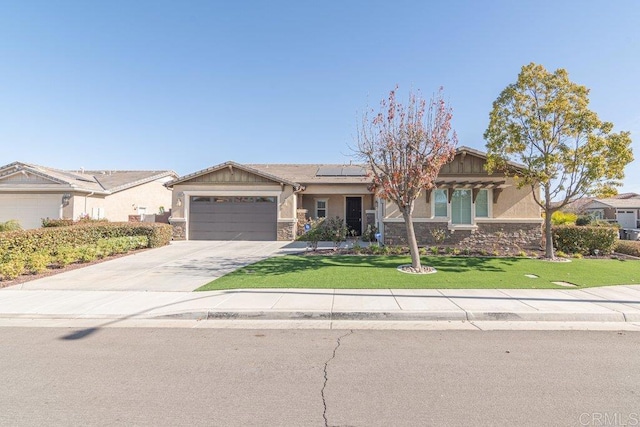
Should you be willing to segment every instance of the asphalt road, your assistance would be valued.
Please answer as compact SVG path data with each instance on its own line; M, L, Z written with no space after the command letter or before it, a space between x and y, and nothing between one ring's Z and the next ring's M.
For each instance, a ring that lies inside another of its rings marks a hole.
M640 425L640 333L0 328L0 425L325 417Z

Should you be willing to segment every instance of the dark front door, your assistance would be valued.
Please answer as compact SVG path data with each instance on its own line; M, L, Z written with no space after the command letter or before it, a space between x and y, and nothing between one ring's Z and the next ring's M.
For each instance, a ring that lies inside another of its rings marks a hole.
M362 234L362 197L347 197L347 217L345 222L349 231L355 230L356 236Z

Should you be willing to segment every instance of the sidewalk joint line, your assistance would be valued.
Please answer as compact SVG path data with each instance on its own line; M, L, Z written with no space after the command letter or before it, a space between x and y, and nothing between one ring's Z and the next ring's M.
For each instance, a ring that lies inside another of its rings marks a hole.
M445 299L447 299L451 304L455 305L456 307L458 307L460 310L462 310L462 312L464 313L464 318L466 319L467 322L471 322L471 320L469 319L469 312L467 312L467 310L465 310L464 308L460 307L455 301L453 301L451 299L451 297L446 296L445 294L442 293L442 291L440 289L436 289L436 291L442 295Z
M520 298L514 298L511 295L509 295L508 293L504 292L502 289L497 289L498 292L500 292L503 295L506 295L507 297L511 298L512 300L518 301L521 304L526 305L527 307L531 307L533 308L535 311L540 311L540 309L532 306L531 304L527 304L526 302L522 301Z

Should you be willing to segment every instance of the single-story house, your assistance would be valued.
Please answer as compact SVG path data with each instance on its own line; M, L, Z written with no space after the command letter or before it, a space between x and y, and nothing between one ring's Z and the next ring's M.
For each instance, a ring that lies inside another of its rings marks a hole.
M38 228L43 218L127 221L171 207L164 171L63 171L14 162L0 167L0 221Z
M616 194L615 196L612 196L611 198L612 199L634 199L634 198L640 198L640 194L638 194L638 193L620 193L620 194ZM574 201L572 201L570 203L567 203L562 208L562 211L563 212L575 213L577 215L586 214L587 213L585 211L586 206L589 205L594 200L597 200L597 197L581 197L581 198L576 199L576 200L574 200Z
M442 168L436 188L416 201L419 244L444 234L443 244L539 246L541 210L531 188L488 174L485 162L485 153L461 147ZM225 162L166 185L173 190L175 239L293 240L306 219L335 216L357 234L377 227L386 244L405 239L402 215L375 196L361 165Z
M640 195L594 199L584 211L594 218L617 222L622 228L640 228Z

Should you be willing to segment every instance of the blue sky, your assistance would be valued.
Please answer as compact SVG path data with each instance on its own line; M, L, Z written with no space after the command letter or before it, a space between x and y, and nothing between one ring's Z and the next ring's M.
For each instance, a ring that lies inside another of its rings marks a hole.
M460 145L536 62L591 89L640 159L640 2L29 1L0 5L0 163L349 161L359 113L443 86ZM640 192L640 160L623 191Z

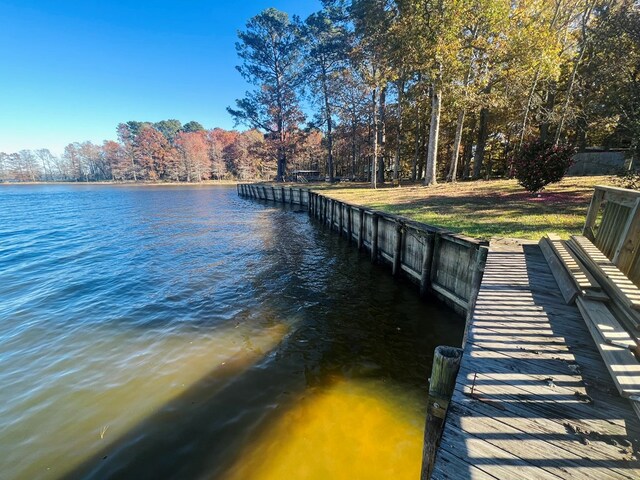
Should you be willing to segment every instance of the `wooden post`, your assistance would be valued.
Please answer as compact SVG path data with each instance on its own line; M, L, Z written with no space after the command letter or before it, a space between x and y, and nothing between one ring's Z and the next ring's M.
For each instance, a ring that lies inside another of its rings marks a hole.
M442 242L442 234L436 233L433 236L433 253L431 253L431 271L429 272L429 276L431 284L437 283L436 280L438 278L438 255L440 255L440 242Z
M393 251L393 269L392 274L394 277L400 275L401 260L402 260L402 237L404 234L404 225L401 222L396 224L396 245Z
M329 216L329 230L333 232L333 213L336 209L336 201L334 199L329 200L331 202L330 216Z
M378 261L378 222L380 218L377 213L371 216L372 228L371 228L371 261L376 263Z
M475 259L473 262L473 275L471 276L471 293L469 296L469 310L467 311L467 321L464 325L464 333L462 334L462 348L467 343L467 336L469 325L471 324L471 317L473 317L473 310L476 307L476 300L478 299L478 293L480 292L480 285L482 284L482 275L484 274L484 266L487 263L487 255L489 254L489 248L484 245L478 246L475 252Z
M596 218L598 217L598 212L600 211L600 205L602 205L602 201L604 200L604 190L600 190L598 187L593 191L593 196L591 197L591 203L589 204L589 210L587 210L587 218L584 222L584 228L582 229L582 234L587 237L592 242L595 240L595 236L593 234L593 226L596 223Z
M322 225L326 226L329 221L329 199L327 197L322 197Z
M620 232L620 240L611 260L623 273L629 273L631 260L635 251L640 246L640 198L636 200L635 205L629 212L627 221L622 232Z
M353 240L353 225L351 225L351 205L347 205L347 242L351 243Z
M302 203L303 203L302 202L302 189L301 188L298 189L298 203L300 205L302 205Z
M280 198L280 201L282 203L286 203L285 196L284 196L284 185L282 187L280 187L280 197L282 197L282 198Z
M429 379L429 400L427 402L427 421L424 429L422 449L421 480L429 480L433 472L436 452L440 444L447 408L456 385L460 370L462 349L454 347L436 347L433 367Z
M358 251L362 250L364 245L364 209L358 208L358 219L360 225L358 226Z
M343 229L343 223L344 221L342 220L342 215L344 214L344 204L342 202L338 202L338 236L342 237L342 229Z
M433 243L435 234L427 232L422 249L422 274L420 275L420 296L425 297L431 285L431 264L433 263Z

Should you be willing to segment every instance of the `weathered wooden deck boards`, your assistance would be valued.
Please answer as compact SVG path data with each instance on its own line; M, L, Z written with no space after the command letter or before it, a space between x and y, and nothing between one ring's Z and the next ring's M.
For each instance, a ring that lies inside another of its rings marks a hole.
M534 244L492 244L435 479L640 479L640 421Z

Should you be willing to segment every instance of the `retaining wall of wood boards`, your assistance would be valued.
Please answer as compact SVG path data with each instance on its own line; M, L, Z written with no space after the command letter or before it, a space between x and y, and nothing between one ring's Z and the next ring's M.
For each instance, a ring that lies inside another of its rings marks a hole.
M306 207L309 215L420 288L470 318L482 281L488 242L457 235L305 188L238 184L244 197Z

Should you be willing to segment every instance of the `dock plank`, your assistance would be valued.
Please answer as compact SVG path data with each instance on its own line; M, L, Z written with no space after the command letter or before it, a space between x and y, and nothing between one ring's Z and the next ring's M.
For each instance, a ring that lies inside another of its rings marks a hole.
M632 403L540 248L492 243L432 478L640 478Z

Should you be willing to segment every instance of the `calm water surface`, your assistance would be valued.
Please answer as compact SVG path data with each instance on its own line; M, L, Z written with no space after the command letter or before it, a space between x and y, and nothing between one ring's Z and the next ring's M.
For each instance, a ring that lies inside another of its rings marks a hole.
M463 323L226 187L0 187L7 479L417 478Z

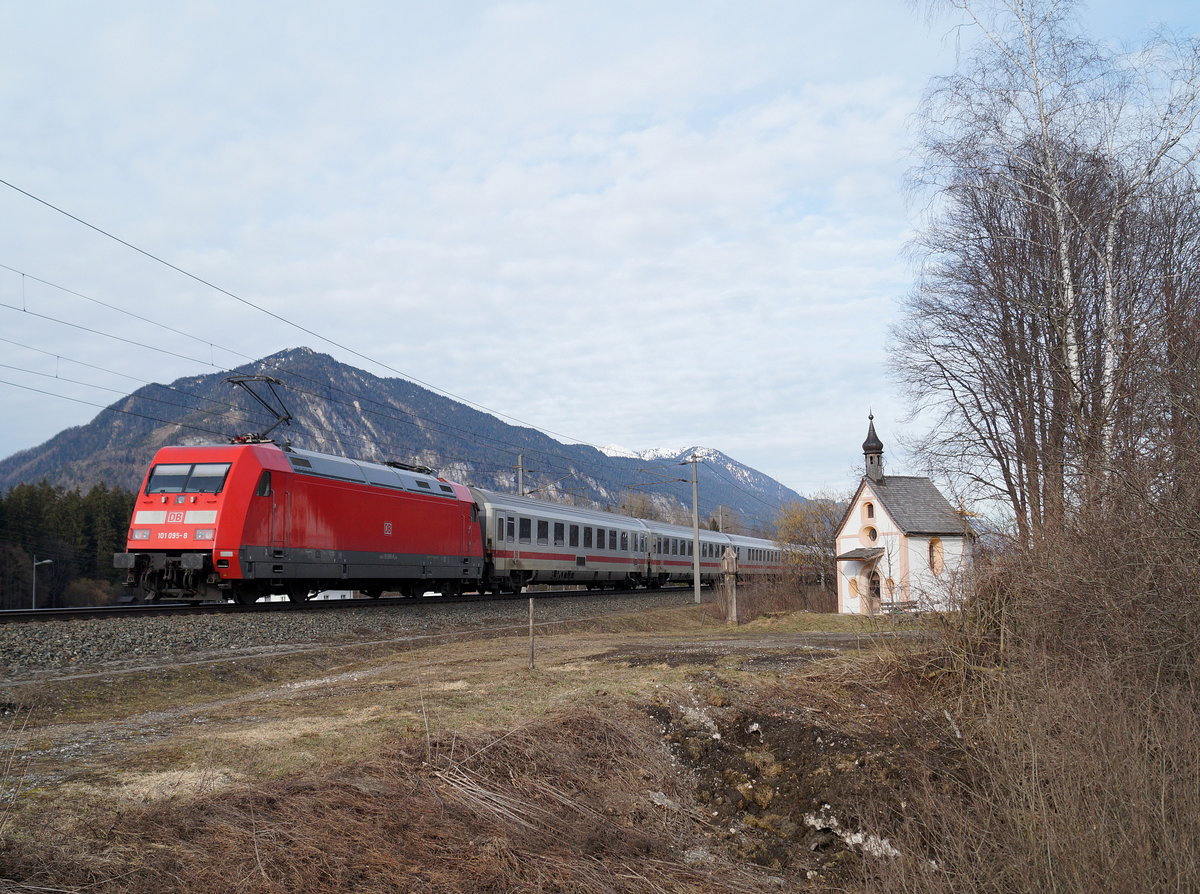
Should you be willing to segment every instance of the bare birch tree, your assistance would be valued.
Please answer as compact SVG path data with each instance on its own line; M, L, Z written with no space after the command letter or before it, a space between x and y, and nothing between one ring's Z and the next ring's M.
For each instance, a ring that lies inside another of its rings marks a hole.
M897 369L935 413L927 457L1036 536L1152 424L1164 289L1192 238L1200 52L1166 36L1110 52L1059 0L941 7L979 42L926 99L934 199Z

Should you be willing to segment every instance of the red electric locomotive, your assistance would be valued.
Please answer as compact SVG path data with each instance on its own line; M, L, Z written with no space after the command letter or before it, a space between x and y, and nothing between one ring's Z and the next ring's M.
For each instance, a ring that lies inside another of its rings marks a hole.
M478 509L462 485L273 443L159 450L126 548L117 567L152 599L461 593L484 568Z

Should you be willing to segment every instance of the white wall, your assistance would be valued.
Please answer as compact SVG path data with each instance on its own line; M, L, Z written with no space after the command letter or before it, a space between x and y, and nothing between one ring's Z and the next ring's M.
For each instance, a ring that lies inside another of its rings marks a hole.
M957 608L962 597L963 574L969 568L970 548L964 537L939 535L942 544L942 570L934 574L929 567L929 535L908 538L909 599L929 611Z
M866 504L872 504L874 517L867 517ZM875 530L872 539L869 529ZM916 602L921 608L944 611L955 607L962 590L962 578L969 566L969 546L966 538L947 534L939 536L942 544L942 571L934 574L929 567L928 535L907 537L875 498L868 482L855 498L839 529L835 546L843 555L854 549L882 548L884 553L874 563L838 562L838 611L845 614L867 614L867 594L870 572L880 577L880 602ZM967 561L964 561L964 556ZM888 582L892 586L889 589ZM855 584L857 592L855 592Z
M866 512L867 504L873 508L873 516ZM875 537L870 536L871 530ZM899 599L899 587L902 577L901 564L904 550L904 535L896 522L875 498L870 487L865 487L855 498L846 516L846 521L838 531L836 540L837 554L840 556L854 549L879 549L884 553L873 564L864 562L838 562L838 611L846 614L866 614L867 594L870 591L870 571L878 571L881 581L881 594L884 601L889 601L889 595L884 582L890 577L897 587L896 598ZM851 581L857 582L857 594Z

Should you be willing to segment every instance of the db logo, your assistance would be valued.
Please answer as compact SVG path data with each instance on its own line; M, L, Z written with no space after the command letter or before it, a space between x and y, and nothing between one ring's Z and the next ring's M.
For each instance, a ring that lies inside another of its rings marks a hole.
M392 536L392 523L391 522L383 523L383 533L388 537Z
M183 524L183 513L182 512L168 512L167 513L167 524L168 525L182 525Z

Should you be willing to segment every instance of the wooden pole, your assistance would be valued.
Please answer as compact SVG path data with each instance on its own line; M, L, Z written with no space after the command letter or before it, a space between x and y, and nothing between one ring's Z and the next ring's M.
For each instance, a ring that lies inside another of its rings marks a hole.
M725 578L725 599L726 599L726 620L727 623L737 626L737 550L732 546L725 547L725 554L721 556L721 574Z
M529 597L529 669L533 670L536 666L533 651L533 597Z
M729 623L734 627L737 627L737 575L727 575L726 580L729 582Z

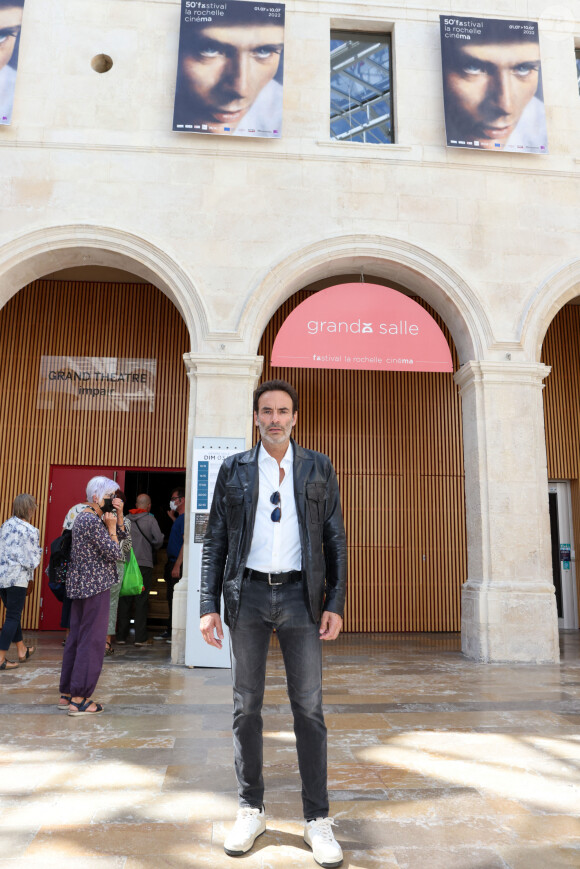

Brief — The lines to return are those in the records above that hold the word "wooden".

Task result —
Should you be willing to segment every instance of the `wooden post`, your assistance would be valued.
Should you be willing to segment every instance of the `weathered wooden deck boards`, your assistance would be valued.
Should you be willing to segment every instance of the wooden pole, your assistance would be valued.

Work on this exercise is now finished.